* What to do
Convert the material below into a numbered list with one line per item, omitting any blank lines.
☆ ☆ ☆ ☆
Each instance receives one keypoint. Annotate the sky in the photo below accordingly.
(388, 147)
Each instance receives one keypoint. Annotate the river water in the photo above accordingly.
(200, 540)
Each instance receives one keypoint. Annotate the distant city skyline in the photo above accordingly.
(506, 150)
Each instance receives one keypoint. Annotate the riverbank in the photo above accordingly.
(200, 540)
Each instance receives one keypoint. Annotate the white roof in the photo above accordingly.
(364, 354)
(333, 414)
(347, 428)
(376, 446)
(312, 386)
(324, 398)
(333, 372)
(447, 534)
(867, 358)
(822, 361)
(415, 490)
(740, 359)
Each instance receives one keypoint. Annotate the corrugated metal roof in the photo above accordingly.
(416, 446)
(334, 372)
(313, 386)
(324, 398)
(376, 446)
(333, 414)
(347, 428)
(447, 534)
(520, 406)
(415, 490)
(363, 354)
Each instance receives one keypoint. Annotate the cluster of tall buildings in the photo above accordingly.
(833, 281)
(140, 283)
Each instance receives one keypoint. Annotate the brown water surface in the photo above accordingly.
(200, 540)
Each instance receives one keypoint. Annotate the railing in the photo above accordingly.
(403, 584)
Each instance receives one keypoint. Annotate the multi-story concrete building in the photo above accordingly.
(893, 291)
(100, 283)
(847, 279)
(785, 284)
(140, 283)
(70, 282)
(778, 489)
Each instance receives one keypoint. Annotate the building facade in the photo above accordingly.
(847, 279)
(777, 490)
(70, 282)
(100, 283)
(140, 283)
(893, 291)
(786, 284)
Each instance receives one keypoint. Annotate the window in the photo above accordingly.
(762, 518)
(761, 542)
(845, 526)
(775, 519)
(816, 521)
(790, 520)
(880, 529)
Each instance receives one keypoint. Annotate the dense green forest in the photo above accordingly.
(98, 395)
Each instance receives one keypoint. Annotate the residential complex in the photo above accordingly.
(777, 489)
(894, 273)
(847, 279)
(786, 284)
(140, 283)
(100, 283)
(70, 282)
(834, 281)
☆ ☆ ☆ ☆
* Full response
1. Each instance receives one keypoint. Annotate the sky in the photo below accordingly.
2. (388, 147)
3. Each instance receives one keypoint. Annotate the river water in the photo above accordingly.
4. (200, 540)
5. Each instance receives one keypoint. Annotate the distant city skyline in the photo above accordingly.
6. (506, 150)
7. Each instance receives one keypoint. Annotate the riverbank in the photo above accordingly.
8. (200, 540)
9. Each instance receives one keypoint. Annotate the white roof in the photo above accordingly.
10. (364, 354)
11. (333, 414)
12. (347, 428)
13. (376, 446)
14. (312, 386)
15. (324, 398)
16. (333, 372)
17. (447, 534)
18. (867, 358)
19. (822, 361)
20. (415, 490)
21. (740, 359)
22. Each instance receives one keypoint. Annotate the corrugated metal roof in the photo above accordingly.
23. (416, 446)
24. (334, 372)
25. (313, 386)
26. (324, 398)
27. (376, 446)
28. (333, 414)
29. (347, 428)
30. (447, 534)
31. (520, 406)
32. (415, 490)
33. (363, 354)
34. Each instance receives one keypoint. Annotate the cluster of tall buildings in the photo above accordingly.
35. (833, 281)
36. (140, 283)
37. Each instance receives one keypoint. Annotate the brown water surface in the photo above accordingly.
38. (200, 540)
39. Each instance receives one keypoint. Annotate the railing in the photo above accordingly.
40. (403, 584)
41. Each instance receives one keypoint. Annotate the multi-story concrete building in the photo above accordingly.
42. (893, 291)
43. (100, 283)
44. (847, 279)
45. (785, 284)
46. (140, 283)
47. (70, 282)
48. (778, 489)
49. Each instance receives one keypoint. Annotate the building facade in the photo above accordingly.
50. (847, 279)
51. (777, 490)
52. (70, 282)
53. (100, 283)
54. (140, 283)
55. (893, 291)
56. (786, 284)
57. Each instance receives one keypoint. Annotate the window in the photo above accordingly.
58. (762, 518)
59. (761, 542)
60. (845, 526)
61. (775, 519)
62. (816, 521)
63. (790, 520)
64. (880, 529)
65. Each instance receives one keypoint. Annotate the dense green forest in the photo above accordingly.
66. (98, 395)
67. Each instance receives one keypoint. Annotate the residential complex in the photo above accordingly.
68. (777, 489)
69. (894, 273)
70. (847, 279)
71. (786, 284)
72. (140, 283)
73. (100, 283)
74. (70, 282)
75. (834, 281)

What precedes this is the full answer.